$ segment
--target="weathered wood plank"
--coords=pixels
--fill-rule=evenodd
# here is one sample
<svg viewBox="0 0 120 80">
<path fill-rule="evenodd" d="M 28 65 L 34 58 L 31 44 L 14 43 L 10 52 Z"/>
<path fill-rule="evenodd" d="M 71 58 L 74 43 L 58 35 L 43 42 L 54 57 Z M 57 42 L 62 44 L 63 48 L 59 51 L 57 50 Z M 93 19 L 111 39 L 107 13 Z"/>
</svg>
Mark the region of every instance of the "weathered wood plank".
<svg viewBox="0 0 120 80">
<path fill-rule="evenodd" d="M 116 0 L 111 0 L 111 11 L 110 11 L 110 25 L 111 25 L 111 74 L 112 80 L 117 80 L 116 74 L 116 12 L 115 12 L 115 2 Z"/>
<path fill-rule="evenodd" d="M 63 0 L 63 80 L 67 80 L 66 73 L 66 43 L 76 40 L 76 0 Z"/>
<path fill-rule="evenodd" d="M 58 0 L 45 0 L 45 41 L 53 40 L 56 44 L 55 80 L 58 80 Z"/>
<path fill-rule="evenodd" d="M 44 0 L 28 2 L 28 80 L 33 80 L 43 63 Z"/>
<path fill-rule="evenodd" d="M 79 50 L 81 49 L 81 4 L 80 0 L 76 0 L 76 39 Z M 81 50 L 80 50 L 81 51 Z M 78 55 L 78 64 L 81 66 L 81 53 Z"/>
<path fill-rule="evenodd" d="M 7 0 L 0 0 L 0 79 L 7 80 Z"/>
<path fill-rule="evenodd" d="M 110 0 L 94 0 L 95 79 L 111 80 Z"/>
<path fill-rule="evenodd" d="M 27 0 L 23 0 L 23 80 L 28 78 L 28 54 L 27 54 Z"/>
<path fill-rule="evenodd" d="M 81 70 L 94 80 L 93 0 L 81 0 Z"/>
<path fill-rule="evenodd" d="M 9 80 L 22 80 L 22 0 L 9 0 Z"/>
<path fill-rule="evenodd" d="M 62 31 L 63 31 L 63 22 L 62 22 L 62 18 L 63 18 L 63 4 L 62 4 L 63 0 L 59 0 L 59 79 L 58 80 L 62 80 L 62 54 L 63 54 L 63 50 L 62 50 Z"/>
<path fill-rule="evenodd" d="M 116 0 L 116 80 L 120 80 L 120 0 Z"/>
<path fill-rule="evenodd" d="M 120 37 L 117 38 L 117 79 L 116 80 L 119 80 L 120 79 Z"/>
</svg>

Task goal >>
Edit the records above so that "weathered wood plank" becomes "old wooden board" everywhere it appears. Keep every other line the same.

Correct answer >>
$ segment
--target="old wooden board"
--coords=pixels
--fill-rule=evenodd
# here is one sample
<svg viewBox="0 0 120 80">
<path fill-rule="evenodd" d="M 28 65 L 34 58 L 31 44 L 14 43 L 10 52 Z"/>
<path fill-rule="evenodd" d="M 71 58 L 74 43 L 58 35 L 43 42 L 54 57 Z M 57 42 L 62 44 L 63 48 L 59 51 L 57 50 Z M 93 19 L 111 39 L 107 13 Z"/>
</svg>
Mark the region of every instance of the "old wooden board".
<svg viewBox="0 0 120 80">
<path fill-rule="evenodd" d="M 116 0 L 111 0 L 111 11 L 110 11 L 110 25 L 111 25 L 111 74 L 112 80 L 117 80 L 116 74 L 116 12 L 115 12 L 115 2 Z"/>
<path fill-rule="evenodd" d="M 63 0 L 63 80 L 67 80 L 66 73 L 66 43 L 76 40 L 76 0 Z"/>
<path fill-rule="evenodd" d="M 58 0 L 45 0 L 45 41 L 53 40 L 56 44 L 55 80 L 58 80 Z"/>
<path fill-rule="evenodd" d="M 44 0 L 28 2 L 28 80 L 33 80 L 43 63 Z"/>
<path fill-rule="evenodd" d="M 79 50 L 81 49 L 81 4 L 80 0 L 76 0 L 76 39 Z M 81 50 L 80 50 L 81 51 Z M 78 55 L 78 64 L 81 66 L 81 53 Z"/>
<path fill-rule="evenodd" d="M 7 0 L 0 0 L 0 79 L 7 80 Z"/>
<path fill-rule="evenodd" d="M 110 0 L 94 0 L 95 79 L 111 80 Z"/>
<path fill-rule="evenodd" d="M 27 0 L 23 0 L 23 80 L 28 78 L 28 54 L 27 54 Z"/>
<path fill-rule="evenodd" d="M 81 70 L 94 80 L 93 0 L 81 0 Z"/>
<path fill-rule="evenodd" d="M 9 80 L 22 80 L 22 0 L 9 0 Z"/>
<path fill-rule="evenodd" d="M 62 31 L 63 31 L 63 22 L 62 22 L 62 18 L 63 18 L 63 4 L 62 4 L 63 0 L 59 0 L 59 79 L 58 80 L 62 80 L 62 54 L 63 54 L 63 50 L 62 50 Z"/>
<path fill-rule="evenodd" d="M 116 0 L 116 80 L 120 80 L 120 0 Z"/>
<path fill-rule="evenodd" d="M 120 37 L 117 38 L 117 79 L 116 80 L 119 80 L 120 79 Z"/>
</svg>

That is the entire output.